* Exercise objective *
Reproduce each of the entries below word for word, keeping them in their original order.

* Task data *
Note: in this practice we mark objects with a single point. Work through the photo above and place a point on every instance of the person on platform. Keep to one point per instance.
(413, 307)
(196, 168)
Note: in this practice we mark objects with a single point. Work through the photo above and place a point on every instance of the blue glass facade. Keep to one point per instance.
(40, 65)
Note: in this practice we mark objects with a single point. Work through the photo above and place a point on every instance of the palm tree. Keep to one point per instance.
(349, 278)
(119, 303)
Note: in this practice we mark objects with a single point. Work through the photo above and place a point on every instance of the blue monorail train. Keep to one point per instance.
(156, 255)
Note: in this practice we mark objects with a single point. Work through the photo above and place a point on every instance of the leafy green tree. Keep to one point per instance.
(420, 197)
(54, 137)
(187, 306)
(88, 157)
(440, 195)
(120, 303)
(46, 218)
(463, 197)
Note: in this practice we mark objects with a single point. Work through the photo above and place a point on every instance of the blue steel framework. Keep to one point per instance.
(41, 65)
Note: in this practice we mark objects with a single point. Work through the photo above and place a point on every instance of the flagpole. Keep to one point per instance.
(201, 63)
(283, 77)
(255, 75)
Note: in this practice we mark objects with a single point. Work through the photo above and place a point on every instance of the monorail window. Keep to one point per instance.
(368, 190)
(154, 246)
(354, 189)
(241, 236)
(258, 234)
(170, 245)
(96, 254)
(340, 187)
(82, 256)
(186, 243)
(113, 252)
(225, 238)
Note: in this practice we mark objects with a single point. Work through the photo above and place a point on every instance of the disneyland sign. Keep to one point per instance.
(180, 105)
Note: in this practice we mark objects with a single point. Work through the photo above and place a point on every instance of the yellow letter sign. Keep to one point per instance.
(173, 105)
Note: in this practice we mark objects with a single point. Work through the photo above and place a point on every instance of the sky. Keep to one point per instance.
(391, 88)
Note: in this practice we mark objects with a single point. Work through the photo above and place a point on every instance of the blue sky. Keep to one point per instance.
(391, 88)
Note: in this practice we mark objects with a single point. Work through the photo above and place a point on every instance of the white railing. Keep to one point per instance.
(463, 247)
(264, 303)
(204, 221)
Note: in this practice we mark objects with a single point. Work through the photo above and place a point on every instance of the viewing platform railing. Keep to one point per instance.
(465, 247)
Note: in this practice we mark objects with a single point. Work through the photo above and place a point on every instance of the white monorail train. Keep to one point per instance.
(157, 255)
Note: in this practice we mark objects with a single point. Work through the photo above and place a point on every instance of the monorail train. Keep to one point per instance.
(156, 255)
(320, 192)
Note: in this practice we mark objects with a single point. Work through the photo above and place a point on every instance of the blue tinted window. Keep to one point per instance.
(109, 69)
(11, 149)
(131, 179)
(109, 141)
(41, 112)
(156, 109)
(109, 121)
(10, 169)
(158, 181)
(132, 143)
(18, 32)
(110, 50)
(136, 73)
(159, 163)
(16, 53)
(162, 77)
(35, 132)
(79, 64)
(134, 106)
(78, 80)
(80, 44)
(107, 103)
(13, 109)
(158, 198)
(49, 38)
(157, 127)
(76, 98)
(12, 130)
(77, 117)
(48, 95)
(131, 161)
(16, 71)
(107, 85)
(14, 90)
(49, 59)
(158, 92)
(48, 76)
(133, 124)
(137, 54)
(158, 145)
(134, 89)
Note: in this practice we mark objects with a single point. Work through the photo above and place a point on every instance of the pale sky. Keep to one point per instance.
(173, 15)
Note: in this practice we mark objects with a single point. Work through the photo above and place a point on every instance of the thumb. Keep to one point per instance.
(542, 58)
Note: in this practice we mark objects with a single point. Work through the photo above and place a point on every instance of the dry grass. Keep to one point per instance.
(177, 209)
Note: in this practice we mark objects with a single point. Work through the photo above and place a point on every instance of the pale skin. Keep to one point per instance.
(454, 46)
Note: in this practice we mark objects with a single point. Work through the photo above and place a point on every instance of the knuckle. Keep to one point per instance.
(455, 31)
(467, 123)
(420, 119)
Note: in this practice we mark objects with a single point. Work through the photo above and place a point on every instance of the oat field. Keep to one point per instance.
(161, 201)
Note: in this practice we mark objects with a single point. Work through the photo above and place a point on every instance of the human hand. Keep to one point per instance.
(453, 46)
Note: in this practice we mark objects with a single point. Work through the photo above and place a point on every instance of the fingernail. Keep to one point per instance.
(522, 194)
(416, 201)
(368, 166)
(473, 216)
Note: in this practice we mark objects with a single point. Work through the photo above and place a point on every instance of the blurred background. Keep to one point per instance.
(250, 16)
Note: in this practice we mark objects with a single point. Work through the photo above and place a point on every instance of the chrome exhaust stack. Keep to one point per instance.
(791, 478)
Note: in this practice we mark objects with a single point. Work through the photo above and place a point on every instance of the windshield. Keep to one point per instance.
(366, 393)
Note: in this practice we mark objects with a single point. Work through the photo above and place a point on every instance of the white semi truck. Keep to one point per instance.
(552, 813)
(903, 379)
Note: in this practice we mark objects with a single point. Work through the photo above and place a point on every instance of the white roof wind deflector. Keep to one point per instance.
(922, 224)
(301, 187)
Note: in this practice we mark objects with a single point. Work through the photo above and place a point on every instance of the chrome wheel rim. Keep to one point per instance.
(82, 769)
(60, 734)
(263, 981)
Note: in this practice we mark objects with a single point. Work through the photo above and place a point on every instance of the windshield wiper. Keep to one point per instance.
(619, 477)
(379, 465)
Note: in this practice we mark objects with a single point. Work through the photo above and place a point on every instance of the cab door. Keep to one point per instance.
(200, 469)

* Completed exercise *
Note: in this practice we mark objects with a single point. Work through the photo above and place a point on every instance of the person on platform. Keep to one point per instance.
(413, 307)
(196, 168)
Note: in this practice we mark objects with a single point. Work through the photo above and place a point on every instance of the blue glass facade. Keep to one point per instance.
(40, 65)
Note: in this practice we mark objects with a single point. Work through the photo above and place a point on every instance of the palm tree. Keep to one point per instance.
(349, 278)
(119, 303)
Note: in this practice we mark objects with a single point. Work through the photo above and place a point on every instance of the blue monorail train. Keep to one point per instance.
(156, 255)
Note: in this practice we mark objects with a single point. Work through the photo above and place a point on every instance of the leafy green tree. Keep to one point per instance.
(420, 197)
(54, 137)
(187, 306)
(88, 157)
(440, 195)
(120, 303)
(46, 218)
(463, 197)
Note: in this practice we mark objects with a single point. Work through the photo above and place a point on every instance of the blue steel framework. Keep to one point per instance.
(41, 65)
Note: in this practice we mark objects with a single point. Work through the photo above and place a point on every instance of the flagpole. Keep to one point per instance.
(201, 63)
(283, 77)
(255, 75)
Note: in this practice we mark objects with a single point. Work through the photo above and place a point on every instance of the monorail window. Keep to one point per instance.
(368, 190)
(154, 246)
(354, 189)
(241, 236)
(258, 234)
(170, 245)
(96, 254)
(340, 187)
(82, 256)
(186, 243)
(113, 252)
(225, 238)
Note: in this practice we mark objects with a single point. Work through the photo above and place a point on every instance of the disneyland sign. Keep to one point per instance.
(180, 105)
Note: in this practice we mark objects with a single point. Work through the photo above and place a point on every instance of the yellow letter sign. Keep to one point per instance.
(173, 105)
Note: in this practice we mark objects with a single point. Work through the photo above and place a point on every instance of the sky. Keep to one point per instance.
(391, 88)
Note: in this practice we mark objects with a single point. Work through the photo above and place a point on every instance of the blue sky. Keep to one point per instance.
(391, 88)
Note: in this practice we mark objects with a single point. Work through the photo above and place a point on every instance of the white railing. Keep to one point per instance.
(463, 247)
(264, 303)
(204, 221)
Note: in this practice we mark objects with a single point. Work through the photo above and place a point on every instance of the viewing platform railing. Keep to one point per instance.
(465, 247)
Note: in this practice we mark objects with a single point. Work through the photo above and place a point on every instance of the white monorail train. Keep to one point per instance.
(157, 255)
Note: in this practice we mark objects with a single point. Work through the photo above and place a point on every instance of the monorail train. Keep to one point per instance.
(156, 255)
(320, 192)
Note: in this practice we mark objects with a single point. Work through the photo above and place a point on every instance of the blue tinted window. Keep to one point per instance.
(109, 69)
(11, 149)
(131, 179)
(109, 141)
(41, 112)
(156, 109)
(109, 121)
(10, 169)
(158, 181)
(132, 143)
(18, 32)
(110, 50)
(136, 73)
(159, 163)
(16, 53)
(162, 77)
(35, 132)
(79, 64)
(134, 106)
(78, 80)
(80, 44)
(107, 103)
(13, 109)
(158, 198)
(49, 38)
(157, 127)
(76, 98)
(12, 130)
(77, 117)
(48, 95)
(131, 161)
(16, 71)
(107, 85)
(14, 90)
(49, 59)
(158, 92)
(48, 76)
(133, 124)
(137, 54)
(158, 145)
(134, 89)
Note: in this practice we mark objects with a single point. Work through the photo above and place a point on every instance of the pale sky. Keep to one point per instance.
(173, 15)
Note: in this practice we mark objects with a single point. Work through the photo above and place a point on every instance of the thumb. Keep to one point per instance.
(542, 58)
Note: in this practice we mark objects with a single point. Work through the photo above and place a point on every instance of the dry grass. Keep to one point per instance.
(177, 209)
Note: in this practice we mark objects with a single point. Work through the photo above and place a point on every instance of the pale skin. Keep to one point per instance.
(454, 46)
Note: in this practice we mark objects with a single point. Work through the photo above and place a point on every instance of the knuckle. Keep to one point per instance.
(455, 31)
(467, 123)
(420, 119)
Note: in this practice we mark objects with a single point. Work through the photo above and place a point on every instance of the oat field. Keep to one point per instance.
(161, 201)
Note: in this practice we mark objects with a single point. Work through the photo above and place a point on every instance of the human hand. Keep to one point per instance.
(453, 46)
Note: in this practice we mark objects with a single point. Work through the photo above and place a point on every instance of the fingernail. Keep to one point per instance.
(522, 194)
(416, 201)
(368, 166)
(473, 216)
Note: in this practice we mark objects with a single point. Work through the photo above and place a point on every instance of the blurred background. Keep to one point per instance.
(250, 16)
Note: in this practice we mark objects with a single point. Work through the photo above and place a point on every instance of the chrome exhaust stack. Keep to one point per instance.
(791, 478)
Note: in this practice we mark objects with a single point. Work through the photo above and place a point on every instance of the windshield. Keep to one point per instance.
(366, 393)
Note: in this practice we mark objects with a single point. Work through the photo above and place a point on every instance of the white semi truck. Keep to one point per instance.
(552, 813)
(903, 379)
Note: in this practice we mark objects with a single point. Work through the photo above and place a point on every instance of the white roof wind deflector. Keep to one point per instance.
(922, 224)
(301, 187)
Note: in this practice we mark objects with a single point. Work through the photo above and place a point on every instance of the chrome wheel rim. Keep to one point per instance.
(82, 769)
(60, 734)
(263, 981)
Note: in this practice we mark objects with a single point. Work through the photo above and place a point on every instance of the windshield wiper. Keep to one point per instance.
(619, 477)
(379, 465)
Note: in this practice we mark objects with a single point. Work through the photo above and place a point on every instance of the cab door. Keep to one point per instance.
(200, 469)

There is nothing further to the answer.